Stored data.
───
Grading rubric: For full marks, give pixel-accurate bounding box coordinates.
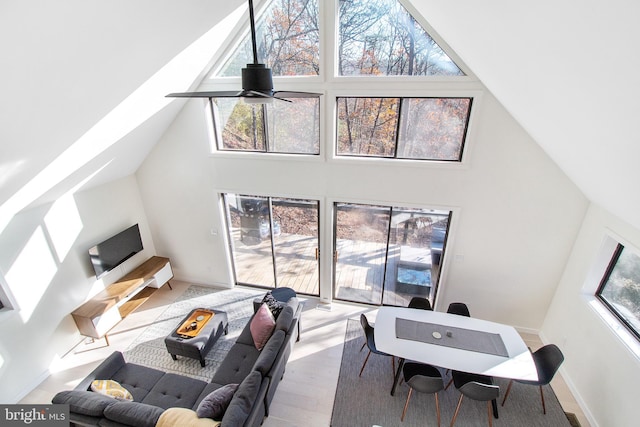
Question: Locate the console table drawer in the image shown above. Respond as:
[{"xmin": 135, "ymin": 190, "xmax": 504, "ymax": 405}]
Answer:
[{"xmin": 147, "ymin": 262, "xmax": 173, "ymax": 288}]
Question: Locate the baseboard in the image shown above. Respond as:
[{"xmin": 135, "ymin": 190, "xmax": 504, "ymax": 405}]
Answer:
[{"xmin": 13, "ymin": 369, "xmax": 51, "ymax": 404}]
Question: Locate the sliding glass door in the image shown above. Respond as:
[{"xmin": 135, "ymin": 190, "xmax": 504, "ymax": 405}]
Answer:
[
  {"xmin": 334, "ymin": 203, "xmax": 450, "ymax": 306},
  {"xmin": 223, "ymin": 193, "xmax": 320, "ymax": 295}
]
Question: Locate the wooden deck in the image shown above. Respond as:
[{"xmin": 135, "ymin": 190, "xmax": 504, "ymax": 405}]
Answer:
[{"xmin": 228, "ymin": 231, "xmax": 439, "ymax": 306}]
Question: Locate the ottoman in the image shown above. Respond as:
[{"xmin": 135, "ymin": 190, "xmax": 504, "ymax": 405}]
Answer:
[{"xmin": 164, "ymin": 308, "xmax": 229, "ymax": 367}]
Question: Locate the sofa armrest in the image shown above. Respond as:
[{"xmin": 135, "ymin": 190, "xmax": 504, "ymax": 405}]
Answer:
[{"xmin": 75, "ymin": 351, "xmax": 126, "ymax": 390}]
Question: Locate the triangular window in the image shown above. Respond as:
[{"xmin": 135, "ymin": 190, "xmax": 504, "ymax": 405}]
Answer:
[
  {"xmin": 338, "ymin": 0, "xmax": 464, "ymax": 76},
  {"xmin": 217, "ymin": 0, "xmax": 320, "ymax": 77}
]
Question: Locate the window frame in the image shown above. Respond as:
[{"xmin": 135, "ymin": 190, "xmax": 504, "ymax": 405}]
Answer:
[
  {"xmin": 333, "ymin": 95, "xmax": 476, "ymax": 164},
  {"xmin": 594, "ymin": 242, "xmax": 640, "ymax": 342}
]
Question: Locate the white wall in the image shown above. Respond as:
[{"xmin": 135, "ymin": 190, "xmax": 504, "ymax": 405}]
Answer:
[
  {"xmin": 137, "ymin": 89, "xmax": 587, "ymax": 330},
  {"xmin": 0, "ymin": 176, "xmax": 155, "ymax": 403},
  {"xmin": 541, "ymin": 205, "xmax": 640, "ymax": 427}
]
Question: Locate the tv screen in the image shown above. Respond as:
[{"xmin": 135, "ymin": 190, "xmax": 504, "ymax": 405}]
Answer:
[{"xmin": 89, "ymin": 224, "xmax": 143, "ymax": 279}]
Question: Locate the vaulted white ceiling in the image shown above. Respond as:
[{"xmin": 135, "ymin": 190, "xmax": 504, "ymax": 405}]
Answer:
[{"xmin": 0, "ymin": 0, "xmax": 640, "ymax": 228}]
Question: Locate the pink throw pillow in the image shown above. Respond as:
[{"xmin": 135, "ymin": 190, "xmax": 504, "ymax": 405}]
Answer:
[{"xmin": 249, "ymin": 304, "xmax": 276, "ymax": 350}]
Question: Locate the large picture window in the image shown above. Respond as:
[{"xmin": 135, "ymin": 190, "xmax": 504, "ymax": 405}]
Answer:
[
  {"xmin": 337, "ymin": 97, "xmax": 472, "ymax": 162},
  {"xmin": 596, "ymin": 244, "xmax": 640, "ymax": 339}
]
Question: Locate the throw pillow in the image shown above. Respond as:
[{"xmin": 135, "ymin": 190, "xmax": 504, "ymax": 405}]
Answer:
[
  {"xmin": 196, "ymin": 384, "xmax": 238, "ymax": 420},
  {"xmin": 155, "ymin": 407, "xmax": 221, "ymax": 427},
  {"xmin": 262, "ymin": 291, "xmax": 285, "ymax": 319},
  {"xmin": 249, "ymin": 304, "xmax": 276, "ymax": 350},
  {"xmin": 91, "ymin": 380, "xmax": 133, "ymax": 400}
]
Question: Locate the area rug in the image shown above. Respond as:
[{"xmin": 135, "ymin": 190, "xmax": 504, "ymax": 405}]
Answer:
[
  {"xmin": 124, "ymin": 286, "xmax": 265, "ymax": 382},
  {"xmin": 331, "ymin": 319, "xmax": 570, "ymax": 427}
]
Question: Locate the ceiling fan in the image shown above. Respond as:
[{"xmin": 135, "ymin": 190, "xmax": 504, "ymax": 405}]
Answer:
[{"xmin": 166, "ymin": 0, "xmax": 321, "ymax": 103}]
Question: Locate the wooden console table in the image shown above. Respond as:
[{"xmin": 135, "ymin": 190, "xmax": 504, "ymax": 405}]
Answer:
[{"xmin": 71, "ymin": 256, "xmax": 173, "ymax": 345}]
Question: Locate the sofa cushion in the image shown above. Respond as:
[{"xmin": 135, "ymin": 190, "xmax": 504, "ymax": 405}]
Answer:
[
  {"xmin": 275, "ymin": 305, "xmax": 294, "ymax": 333},
  {"xmin": 196, "ymin": 384, "xmax": 238, "ymax": 420},
  {"xmin": 110, "ymin": 363, "xmax": 165, "ymax": 402},
  {"xmin": 253, "ymin": 331, "xmax": 285, "ymax": 377},
  {"xmin": 91, "ymin": 380, "xmax": 133, "ymax": 400},
  {"xmin": 156, "ymin": 408, "xmax": 220, "ymax": 427},
  {"xmin": 249, "ymin": 303, "xmax": 276, "ymax": 350},
  {"xmin": 222, "ymin": 371, "xmax": 262, "ymax": 426},
  {"xmin": 262, "ymin": 291, "xmax": 285, "ymax": 319},
  {"xmin": 142, "ymin": 374, "xmax": 207, "ymax": 409},
  {"xmin": 211, "ymin": 342, "xmax": 260, "ymax": 385},
  {"xmin": 104, "ymin": 401, "xmax": 164, "ymax": 427},
  {"xmin": 51, "ymin": 390, "xmax": 117, "ymax": 417}
]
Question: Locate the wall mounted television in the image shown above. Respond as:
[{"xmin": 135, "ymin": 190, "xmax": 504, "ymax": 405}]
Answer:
[{"xmin": 89, "ymin": 224, "xmax": 143, "ymax": 279}]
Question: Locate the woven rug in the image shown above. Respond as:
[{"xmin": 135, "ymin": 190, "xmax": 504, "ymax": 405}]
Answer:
[
  {"xmin": 124, "ymin": 286, "xmax": 265, "ymax": 382},
  {"xmin": 331, "ymin": 319, "xmax": 570, "ymax": 427}
]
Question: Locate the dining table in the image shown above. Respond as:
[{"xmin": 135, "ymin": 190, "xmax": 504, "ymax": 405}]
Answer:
[{"xmin": 374, "ymin": 307, "xmax": 538, "ymax": 395}]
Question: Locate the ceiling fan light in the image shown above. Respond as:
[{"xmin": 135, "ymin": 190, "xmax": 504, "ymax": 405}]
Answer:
[
  {"xmin": 242, "ymin": 64, "xmax": 273, "ymax": 93},
  {"xmin": 240, "ymin": 96, "xmax": 274, "ymax": 105}
]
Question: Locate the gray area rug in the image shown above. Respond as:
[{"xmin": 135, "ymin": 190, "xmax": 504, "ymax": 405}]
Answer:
[
  {"xmin": 331, "ymin": 319, "xmax": 570, "ymax": 427},
  {"xmin": 124, "ymin": 286, "xmax": 265, "ymax": 382}
]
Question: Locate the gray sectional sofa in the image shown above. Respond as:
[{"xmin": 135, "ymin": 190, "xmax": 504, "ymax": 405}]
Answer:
[{"xmin": 52, "ymin": 297, "xmax": 302, "ymax": 427}]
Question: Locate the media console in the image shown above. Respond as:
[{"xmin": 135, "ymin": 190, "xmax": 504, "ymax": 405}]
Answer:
[{"xmin": 71, "ymin": 256, "xmax": 173, "ymax": 345}]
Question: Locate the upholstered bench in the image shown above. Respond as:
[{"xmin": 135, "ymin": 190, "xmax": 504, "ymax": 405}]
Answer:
[{"xmin": 164, "ymin": 309, "xmax": 229, "ymax": 367}]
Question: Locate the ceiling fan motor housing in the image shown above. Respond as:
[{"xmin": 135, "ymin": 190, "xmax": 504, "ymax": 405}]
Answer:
[{"xmin": 242, "ymin": 64, "xmax": 273, "ymax": 93}]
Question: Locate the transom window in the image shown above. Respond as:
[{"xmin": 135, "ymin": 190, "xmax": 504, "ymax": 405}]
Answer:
[
  {"xmin": 211, "ymin": 98, "xmax": 320, "ymax": 154},
  {"xmin": 337, "ymin": 98, "xmax": 472, "ymax": 161},
  {"xmin": 207, "ymin": 0, "xmax": 473, "ymax": 158},
  {"xmin": 217, "ymin": 0, "xmax": 320, "ymax": 77},
  {"xmin": 596, "ymin": 244, "xmax": 640, "ymax": 339},
  {"xmin": 338, "ymin": 0, "xmax": 464, "ymax": 76}
]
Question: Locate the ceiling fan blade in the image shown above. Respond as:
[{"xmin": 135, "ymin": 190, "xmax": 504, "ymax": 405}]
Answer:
[
  {"xmin": 273, "ymin": 90, "xmax": 322, "ymax": 99},
  {"xmin": 165, "ymin": 90, "xmax": 244, "ymax": 98}
]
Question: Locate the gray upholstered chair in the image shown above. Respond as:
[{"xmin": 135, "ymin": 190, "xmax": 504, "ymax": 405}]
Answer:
[
  {"xmin": 447, "ymin": 302, "xmax": 471, "ymax": 317},
  {"xmin": 502, "ymin": 344, "xmax": 564, "ymax": 414},
  {"xmin": 451, "ymin": 371, "xmax": 500, "ymax": 427},
  {"xmin": 408, "ymin": 297, "xmax": 433, "ymax": 310},
  {"xmin": 400, "ymin": 362, "xmax": 444, "ymax": 427},
  {"xmin": 358, "ymin": 314, "xmax": 396, "ymax": 377}
]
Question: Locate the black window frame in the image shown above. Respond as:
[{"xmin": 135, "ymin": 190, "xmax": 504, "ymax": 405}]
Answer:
[{"xmin": 595, "ymin": 243, "xmax": 640, "ymax": 341}]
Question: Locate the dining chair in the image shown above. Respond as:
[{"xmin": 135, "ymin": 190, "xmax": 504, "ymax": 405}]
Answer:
[
  {"xmin": 400, "ymin": 362, "xmax": 444, "ymax": 427},
  {"xmin": 502, "ymin": 344, "xmax": 564, "ymax": 414},
  {"xmin": 408, "ymin": 297, "xmax": 433, "ymax": 311},
  {"xmin": 447, "ymin": 302, "xmax": 471, "ymax": 317},
  {"xmin": 358, "ymin": 314, "xmax": 396, "ymax": 377},
  {"xmin": 450, "ymin": 371, "xmax": 500, "ymax": 427}
]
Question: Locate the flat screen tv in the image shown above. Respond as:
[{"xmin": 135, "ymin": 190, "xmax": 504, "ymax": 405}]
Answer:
[{"xmin": 89, "ymin": 224, "xmax": 143, "ymax": 279}]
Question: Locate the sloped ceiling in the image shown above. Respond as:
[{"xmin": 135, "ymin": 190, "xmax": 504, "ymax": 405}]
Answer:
[
  {"xmin": 413, "ymin": 0, "xmax": 640, "ymax": 234},
  {"xmin": 0, "ymin": 0, "xmax": 640, "ymax": 232}
]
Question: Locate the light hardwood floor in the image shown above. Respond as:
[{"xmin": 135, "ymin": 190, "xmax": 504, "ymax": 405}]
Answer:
[{"xmin": 20, "ymin": 280, "xmax": 589, "ymax": 427}]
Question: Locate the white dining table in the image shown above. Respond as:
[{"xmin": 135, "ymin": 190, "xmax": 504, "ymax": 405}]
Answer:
[{"xmin": 374, "ymin": 307, "xmax": 538, "ymax": 394}]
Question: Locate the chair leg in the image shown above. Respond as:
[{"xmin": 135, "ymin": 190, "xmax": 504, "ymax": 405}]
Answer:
[
  {"xmin": 444, "ymin": 378, "xmax": 453, "ymax": 391},
  {"xmin": 358, "ymin": 350, "xmax": 371, "ymax": 377},
  {"xmin": 502, "ymin": 380, "xmax": 513, "ymax": 406},
  {"xmin": 400, "ymin": 388, "xmax": 413, "ymax": 421},
  {"xmin": 449, "ymin": 394, "xmax": 464, "ymax": 427},
  {"xmin": 540, "ymin": 386, "xmax": 547, "ymax": 415},
  {"xmin": 391, "ymin": 356, "xmax": 396, "ymax": 381},
  {"xmin": 433, "ymin": 393, "xmax": 440, "ymax": 427}
]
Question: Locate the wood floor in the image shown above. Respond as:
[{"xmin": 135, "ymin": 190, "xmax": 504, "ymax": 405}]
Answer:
[{"xmin": 20, "ymin": 281, "xmax": 589, "ymax": 427}]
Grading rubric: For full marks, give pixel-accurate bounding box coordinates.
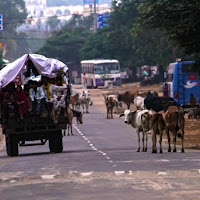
───
EXERCISE AIM.
Extract every line of the records that contains the word "ceiling".

ANSWER TO THE EXERCISE.
Question: Locate the vaulted white ceiling in the image shown above. Respond as:
Question: Locate the ceiling fan in the image shown above. Respond as:
Question: Locate the ceiling fan light in the image shown above. Respond as:
Question: Locate the ceiling fan motor housing in the image shown above. Respond as:
Question: Locate the ceiling fan blade in the image shown above. Respond as:
Question: Locate the sloped ceiling in the image shown above. Respond as:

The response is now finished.